Supplied passage:
We’re excited about this new study from Jeremiah J. Johnston, Unanswered. The study looks at the “big questions” we’re being asked in today’s culture about Christianity. We’re looking forward to reading it ourselves. This is not a women’s study specifically, so you should feel comfortable doing it in a group with men and women as well as a group of just women or just yourself! We hope you enjoy the excerpt below. For more information on the study, to see a sample chapter, and to order it, click here.

What this exercise asks:
a) Does each of these statements agree with the announcement about the Unanswered study? Answer yes or no for each, quoting the words of the announcement that decide it. (i) The study is meant for women only. (ii) Jeremiah J. Johnston is the source of the study. (iii) The writers of the announcement have already read the study.
b) Pick up the announcement about the Unanswered study where its last sentence ends, and write what comes next.
The rows that follow have nothing to do with the announcement above.

Material:
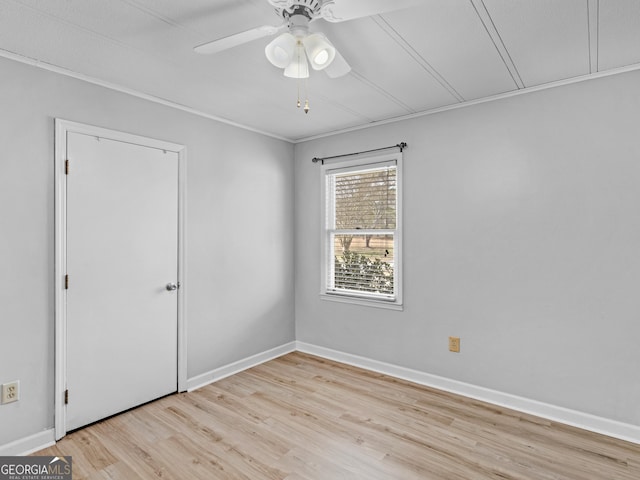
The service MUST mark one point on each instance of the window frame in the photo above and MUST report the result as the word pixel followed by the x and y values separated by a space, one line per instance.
pixel 339 165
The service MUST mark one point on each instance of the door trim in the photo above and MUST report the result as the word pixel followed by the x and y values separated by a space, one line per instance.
pixel 62 128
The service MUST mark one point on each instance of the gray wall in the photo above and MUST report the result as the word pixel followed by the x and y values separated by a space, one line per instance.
pixel 240 231
pixel 521 236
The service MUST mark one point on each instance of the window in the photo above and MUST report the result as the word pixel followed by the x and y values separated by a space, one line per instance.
pixel 361 234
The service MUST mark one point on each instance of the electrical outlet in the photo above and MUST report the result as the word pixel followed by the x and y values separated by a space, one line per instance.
pixel 10 392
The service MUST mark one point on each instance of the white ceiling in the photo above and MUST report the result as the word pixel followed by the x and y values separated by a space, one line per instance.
pixel 438 54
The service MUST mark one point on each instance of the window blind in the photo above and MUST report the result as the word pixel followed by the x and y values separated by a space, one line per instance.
pixel 361 221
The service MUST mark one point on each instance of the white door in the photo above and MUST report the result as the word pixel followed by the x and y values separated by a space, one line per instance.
pixel 122 251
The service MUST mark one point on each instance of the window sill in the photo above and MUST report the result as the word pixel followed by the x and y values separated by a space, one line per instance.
pixel 365 302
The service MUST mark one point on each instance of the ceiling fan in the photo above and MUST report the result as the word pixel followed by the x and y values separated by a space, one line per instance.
pixel 297 47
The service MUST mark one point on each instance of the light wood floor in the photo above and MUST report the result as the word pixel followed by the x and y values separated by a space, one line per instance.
pixel 300 417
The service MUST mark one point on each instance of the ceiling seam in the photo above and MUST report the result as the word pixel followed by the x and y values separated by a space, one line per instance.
pixel 89 31
pixel 469 103
pixel 381 91
pixel 386 27
pixel 34 62
pixel 498 43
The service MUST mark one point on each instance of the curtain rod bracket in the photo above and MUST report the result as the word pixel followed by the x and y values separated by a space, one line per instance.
pixel 401 146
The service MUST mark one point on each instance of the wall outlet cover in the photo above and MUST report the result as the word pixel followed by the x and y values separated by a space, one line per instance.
pixel 10 392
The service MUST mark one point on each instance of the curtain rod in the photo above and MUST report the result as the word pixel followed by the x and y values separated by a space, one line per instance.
pixel 401 146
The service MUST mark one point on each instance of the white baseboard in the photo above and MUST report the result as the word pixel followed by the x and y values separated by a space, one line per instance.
pixel 586 421
pixel 236 367
pixel 30 444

Responses to the tasks:
a)
(i) No: "This is not a women’s study specifically"
(ii) Yes: "this new study from Jeremiah J. Johnston, Unanswered"
(iii) No: "We’re looking forward to reading it ourselves."

b)
—–
Steve Jobs was one of the most iconic people of our time. His innovations have shaped and connected the world. No wonder he appeared on the cover of Time eight times between 1982 and 2011. Earlier in life Steve Jobs had an unanswered question that, tragically, caused him to walk away from his Christian faith. Walter Isaacson wrote these chilling words about Jobs’s loss of faith at 13 years of age:
In July 1968 Life magazine published a shocking cover showing a pair of starving children in Biafra. Jobs took it to Sunday school and confronted the church’s pastor. “If I raise my finger, will God know which one I’m going to raise even before I do it?” The pastor answered, “Yes, God knows everything.” Jobs then pulled out the Life cover and asked, “Well, does God know about this and what’s going to happen to those children?” “Steve, I know you don’t understand, but yes, God knows about that.” Jobs announced that he didn’t want to have anything to do with worshipping such a God, and he never went back to church.*
Perhaps the most prevalent unanswered question people have today is the question of tragedy, pain, and suffering. As Christian thinkers, we must be prepared to answer these questions for the young Steve Jobses of the world.
Here are four principles that affirm God’s ultimate power over and purpose for evil and suffering in our world.
1. GOD ALLOWS AND IS IN CONTROL OF ALL MY CHALLENGES.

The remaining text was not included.